◆ **SOURCE RECORDS**
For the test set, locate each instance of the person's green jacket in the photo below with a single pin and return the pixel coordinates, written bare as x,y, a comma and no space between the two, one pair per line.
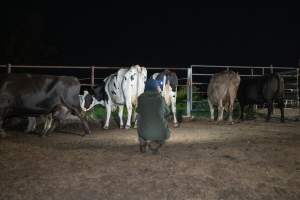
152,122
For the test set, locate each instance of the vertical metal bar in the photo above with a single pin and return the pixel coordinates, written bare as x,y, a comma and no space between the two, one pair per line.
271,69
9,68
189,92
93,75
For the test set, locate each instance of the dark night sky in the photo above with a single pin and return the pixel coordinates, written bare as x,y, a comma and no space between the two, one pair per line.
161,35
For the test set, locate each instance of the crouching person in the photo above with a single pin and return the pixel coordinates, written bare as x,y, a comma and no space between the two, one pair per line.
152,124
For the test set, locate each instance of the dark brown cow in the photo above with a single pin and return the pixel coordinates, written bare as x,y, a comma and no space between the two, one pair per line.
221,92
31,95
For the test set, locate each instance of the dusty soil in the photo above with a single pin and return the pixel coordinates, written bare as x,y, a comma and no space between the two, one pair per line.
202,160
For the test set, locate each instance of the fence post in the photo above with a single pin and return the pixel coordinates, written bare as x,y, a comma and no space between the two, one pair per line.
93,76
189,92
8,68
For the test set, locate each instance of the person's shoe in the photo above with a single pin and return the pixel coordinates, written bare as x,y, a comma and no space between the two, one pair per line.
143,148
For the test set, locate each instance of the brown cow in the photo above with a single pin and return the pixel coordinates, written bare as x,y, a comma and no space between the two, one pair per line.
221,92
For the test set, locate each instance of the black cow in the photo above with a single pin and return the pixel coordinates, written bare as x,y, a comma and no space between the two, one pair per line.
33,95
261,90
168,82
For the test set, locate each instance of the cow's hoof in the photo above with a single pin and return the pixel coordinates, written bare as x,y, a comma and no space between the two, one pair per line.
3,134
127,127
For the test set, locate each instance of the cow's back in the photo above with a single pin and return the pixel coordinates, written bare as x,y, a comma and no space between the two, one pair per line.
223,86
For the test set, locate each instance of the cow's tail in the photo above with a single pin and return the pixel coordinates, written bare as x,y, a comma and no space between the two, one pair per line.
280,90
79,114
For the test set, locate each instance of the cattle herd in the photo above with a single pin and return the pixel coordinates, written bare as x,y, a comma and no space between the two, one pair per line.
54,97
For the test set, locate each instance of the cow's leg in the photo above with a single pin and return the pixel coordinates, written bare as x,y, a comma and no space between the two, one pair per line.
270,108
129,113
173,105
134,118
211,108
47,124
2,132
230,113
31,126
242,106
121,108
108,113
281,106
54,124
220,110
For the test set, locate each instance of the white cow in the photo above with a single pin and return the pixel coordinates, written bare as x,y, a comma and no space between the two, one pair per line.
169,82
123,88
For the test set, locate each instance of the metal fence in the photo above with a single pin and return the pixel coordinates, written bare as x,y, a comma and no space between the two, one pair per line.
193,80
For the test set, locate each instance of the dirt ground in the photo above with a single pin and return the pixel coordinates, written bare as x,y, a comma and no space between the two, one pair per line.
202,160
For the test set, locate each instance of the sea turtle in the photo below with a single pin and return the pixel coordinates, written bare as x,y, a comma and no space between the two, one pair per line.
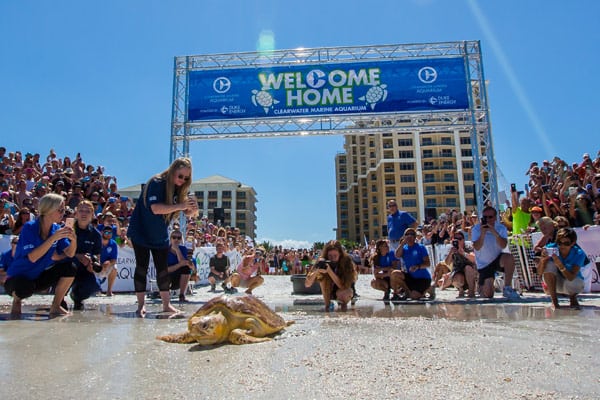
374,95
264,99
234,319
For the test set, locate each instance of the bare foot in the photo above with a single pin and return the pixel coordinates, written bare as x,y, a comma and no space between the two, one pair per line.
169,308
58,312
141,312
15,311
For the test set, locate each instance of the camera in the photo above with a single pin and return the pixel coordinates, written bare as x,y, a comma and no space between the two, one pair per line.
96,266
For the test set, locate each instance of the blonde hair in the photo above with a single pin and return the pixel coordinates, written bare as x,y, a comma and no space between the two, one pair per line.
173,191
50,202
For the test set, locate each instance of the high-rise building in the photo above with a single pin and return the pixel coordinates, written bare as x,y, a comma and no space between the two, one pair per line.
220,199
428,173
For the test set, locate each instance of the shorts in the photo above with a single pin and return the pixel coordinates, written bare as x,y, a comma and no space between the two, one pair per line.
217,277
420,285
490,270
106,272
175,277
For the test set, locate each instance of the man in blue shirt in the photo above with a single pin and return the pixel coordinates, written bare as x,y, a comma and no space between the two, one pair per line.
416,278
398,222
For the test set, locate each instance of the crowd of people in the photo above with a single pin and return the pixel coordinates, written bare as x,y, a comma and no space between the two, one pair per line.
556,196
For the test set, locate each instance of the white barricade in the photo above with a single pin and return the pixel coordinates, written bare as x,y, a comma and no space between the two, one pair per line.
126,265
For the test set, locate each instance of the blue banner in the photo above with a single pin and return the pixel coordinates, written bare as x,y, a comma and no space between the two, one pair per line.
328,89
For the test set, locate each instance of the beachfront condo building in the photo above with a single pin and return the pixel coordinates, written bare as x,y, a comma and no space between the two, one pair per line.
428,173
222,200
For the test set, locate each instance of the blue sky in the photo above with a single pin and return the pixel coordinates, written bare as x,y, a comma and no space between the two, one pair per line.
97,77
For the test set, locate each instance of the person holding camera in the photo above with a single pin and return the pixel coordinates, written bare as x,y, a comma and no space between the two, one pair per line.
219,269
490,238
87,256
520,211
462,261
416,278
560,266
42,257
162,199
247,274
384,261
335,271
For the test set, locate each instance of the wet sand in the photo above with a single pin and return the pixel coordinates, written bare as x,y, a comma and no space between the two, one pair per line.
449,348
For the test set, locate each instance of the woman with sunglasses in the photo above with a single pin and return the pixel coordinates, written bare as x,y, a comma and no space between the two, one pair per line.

◆ **AIM OF THE EXERCISE**
Reproduce the portion of the listing that runs from the line containing "For the test set, locate each instance of the beachfront" through the end of the listing, renaming every "single pin" as "single marker" and leaving all else unchanged.

◆ **THE SOLUTION**
For the test set, locate each instance of the beachfront condo building in the photo above with a single marker and return the pixel coordinates, written bare as x,y, a comma and no space between the two, one pair per line.
428,173
222,200
For the test set, locate each instance of the blue sky in the photo above with a single marker and return the pixel coordinates, written bare as x,y, a comma and no space between the two, one pair per line.
97,77
For the test set, locate each instance of the person holding camera in the photo above with a single marker and return the pixel coordinates, written bare as x,y, a comma and no space between the two, one pair per line.
219,269
490,238
87,256
520,211
462,261
416,278
560,266
42,257
162,199
247,274
384,261
335,271
For the test set, locate each instance of the wet sand in the photo above with a single marker and return the pixel coordinates, written bare as x,y, a comma and no space between the two, one pair per line.
449,348
For the test set, locate each instance of the woman with sunglasses in the photo above with a single marker and return the pixel coordinates, written bare as x,y, a comma and no space between the two, one pair per line.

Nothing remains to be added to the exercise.